**Stated problem 1:** Reproduce, word for word, the part of the passage on New York's Criminal Procedure Law between "Although N.Y. C.P.L." and "C.P.L. § 100.40(1)(b).", inclusive.
—————
Although N.Y. C.P.L. § 100.40(4) (b) pertains to misdemeanor complaints and not the summonses at issue in this litigation, the Court of Appeal's interpretation of this statute is relevant because the language of N.Y. C.P.L. § 100.40(4)(b) and N.Y. C.P.L. § 100.40(1)(b) is nearly verbatim. Accordingly, the Court of Appeals' holding in Dreyden that the reasonable cause provision of N.Y. C.P.L. § 100.40(4) (b) requires a prima facie case is equally applicable to the reasonable cause provision of N.Y. C.P.L. § 100.40(1)(b).
A basic premise of statutory interpretation "disfavor[s] interpretations of statutes that render language superfluous." Conn. Nat'l Bank v. Germain, 503 U.S. 249, 253, 112 S.Ct. 1146, 117 L.Ed.2d 391 (1992); see also Conn. ex rel. Blumenthal v. U.S. Dep't of Interior, 228 F.3d 82, 88 (2d Cir. 2000). However, interpreting N.Y. C.P.L. § 100.40(1)(b)'s reasonable cause requirement to require that the information include facts sufficient to allege the elements of the offense charged does not render N.Y. C.P.L. § 100.40(1)(b) duplicative of N.Y. C.P.L. § 100.40(1)(c). N.Y. C.P.L. § 100.40(1) (c) mandates that "[n]on-hearsay allegations of the factual part of the information and/or of any supporting depositions establish, if true, every element of the offense charged and the defendant's commission thereof." N.Y. C.P.L. § 100.40(1)(c). As such, the focus of this provision of the Criminal Procedure Law is not that the information provide a prima facie case; instead, the focus is that an information provide non-hearsay allegations to support each element of the offense. The New York Court of Appeals, in the case of People v. Alejandro, confirms this interpretation of the statute:
The reason for requiring the additional showing of a prima facie case for an information lies in the unique function that an information serves under the statutory scheme established by the Criminal Procedure Law. An information is often the instrument upon which the defendant is prosecuted for a misdemeanor or a petty offense. Unlike a felony complaint, it is not followed by a preliminary hearing and a Grand Jury proceeding. Thus, the People need not, at any time prior to trial, present actual evidence demonstrating a prima facie case, as with an indictment following a felony complaint.People v. Alejandro, 70 N.Y.2d 133, 138, 517 N.Y.S.2d 927, 511 N.E. 2d 71 (1987) (citations omitted). Thus, the Court of Appeals confirms that purpose of N.Y. C.P.L. § 100.40(1)(c) is to ensure that an information provide non-hearsay allegations detailing the offense charged.
—————
**Stated problem 2:** List every line of the records below that contains the string "shirt", copying each one in full.
—————
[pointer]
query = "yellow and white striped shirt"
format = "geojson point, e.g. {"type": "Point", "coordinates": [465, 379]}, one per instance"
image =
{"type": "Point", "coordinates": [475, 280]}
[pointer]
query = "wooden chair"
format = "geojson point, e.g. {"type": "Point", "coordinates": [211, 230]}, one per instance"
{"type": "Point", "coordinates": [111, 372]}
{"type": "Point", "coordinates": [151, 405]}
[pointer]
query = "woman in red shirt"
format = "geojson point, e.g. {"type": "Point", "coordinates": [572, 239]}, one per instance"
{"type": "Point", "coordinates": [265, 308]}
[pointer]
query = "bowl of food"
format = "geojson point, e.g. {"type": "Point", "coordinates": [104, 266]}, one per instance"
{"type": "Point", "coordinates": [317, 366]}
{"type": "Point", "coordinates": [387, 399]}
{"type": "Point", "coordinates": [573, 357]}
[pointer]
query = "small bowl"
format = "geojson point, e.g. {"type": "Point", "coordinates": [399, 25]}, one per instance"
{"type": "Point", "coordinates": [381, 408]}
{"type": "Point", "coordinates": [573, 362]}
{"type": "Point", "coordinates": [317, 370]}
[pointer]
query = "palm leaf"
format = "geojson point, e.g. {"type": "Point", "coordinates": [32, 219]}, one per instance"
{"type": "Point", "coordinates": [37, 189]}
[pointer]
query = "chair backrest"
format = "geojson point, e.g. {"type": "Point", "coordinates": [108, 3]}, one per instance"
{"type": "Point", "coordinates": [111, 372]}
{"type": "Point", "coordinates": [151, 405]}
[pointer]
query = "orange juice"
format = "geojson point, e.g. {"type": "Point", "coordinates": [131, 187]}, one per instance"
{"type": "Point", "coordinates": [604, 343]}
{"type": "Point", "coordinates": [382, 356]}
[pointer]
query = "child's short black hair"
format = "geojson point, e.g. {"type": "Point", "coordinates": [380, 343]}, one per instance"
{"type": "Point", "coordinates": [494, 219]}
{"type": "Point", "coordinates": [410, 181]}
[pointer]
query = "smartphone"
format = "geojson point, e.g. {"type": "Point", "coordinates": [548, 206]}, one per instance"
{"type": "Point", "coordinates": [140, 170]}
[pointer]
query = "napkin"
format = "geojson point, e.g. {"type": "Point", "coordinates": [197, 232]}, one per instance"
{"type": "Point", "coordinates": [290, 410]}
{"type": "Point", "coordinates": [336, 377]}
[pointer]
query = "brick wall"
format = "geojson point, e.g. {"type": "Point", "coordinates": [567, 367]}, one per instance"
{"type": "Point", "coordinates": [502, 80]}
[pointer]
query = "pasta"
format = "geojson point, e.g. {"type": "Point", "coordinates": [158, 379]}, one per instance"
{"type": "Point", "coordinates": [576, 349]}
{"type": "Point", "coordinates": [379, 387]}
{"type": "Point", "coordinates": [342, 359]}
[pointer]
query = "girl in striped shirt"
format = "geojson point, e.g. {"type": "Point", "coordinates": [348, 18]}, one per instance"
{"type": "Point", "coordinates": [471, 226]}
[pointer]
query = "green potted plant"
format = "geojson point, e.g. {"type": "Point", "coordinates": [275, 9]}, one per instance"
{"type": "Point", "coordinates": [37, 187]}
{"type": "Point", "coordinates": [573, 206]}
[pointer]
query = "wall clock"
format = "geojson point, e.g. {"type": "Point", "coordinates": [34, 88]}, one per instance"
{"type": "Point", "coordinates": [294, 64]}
—————
**Result 1:**
Although N.Y. C.P.L. § 100.40(4) (b) pertains to misdemeanor complaints and not the summonses at issue in this litigation, the Court of Appeal's interpretation of this statute is relevant because the language of N.Y. C.P.L. § 100.40(4)(b) and N.Y. C.P.L. § 100.40(1)(b) is nearly verbatim. Accordingly, the Court of Appeals' holding in Dreyden that the reasonable cause provision of N.Y. C.P.L. § 100.40(4) (b) requires a prima facie case is equally applicable to the reasonable cause provision of N.Y. C.P.L. § 100.40(1)(b).

**Result 2:**
query = "yellow and white striped shirt"
query = "woman in red shirt"
query = "girl in striped shirt"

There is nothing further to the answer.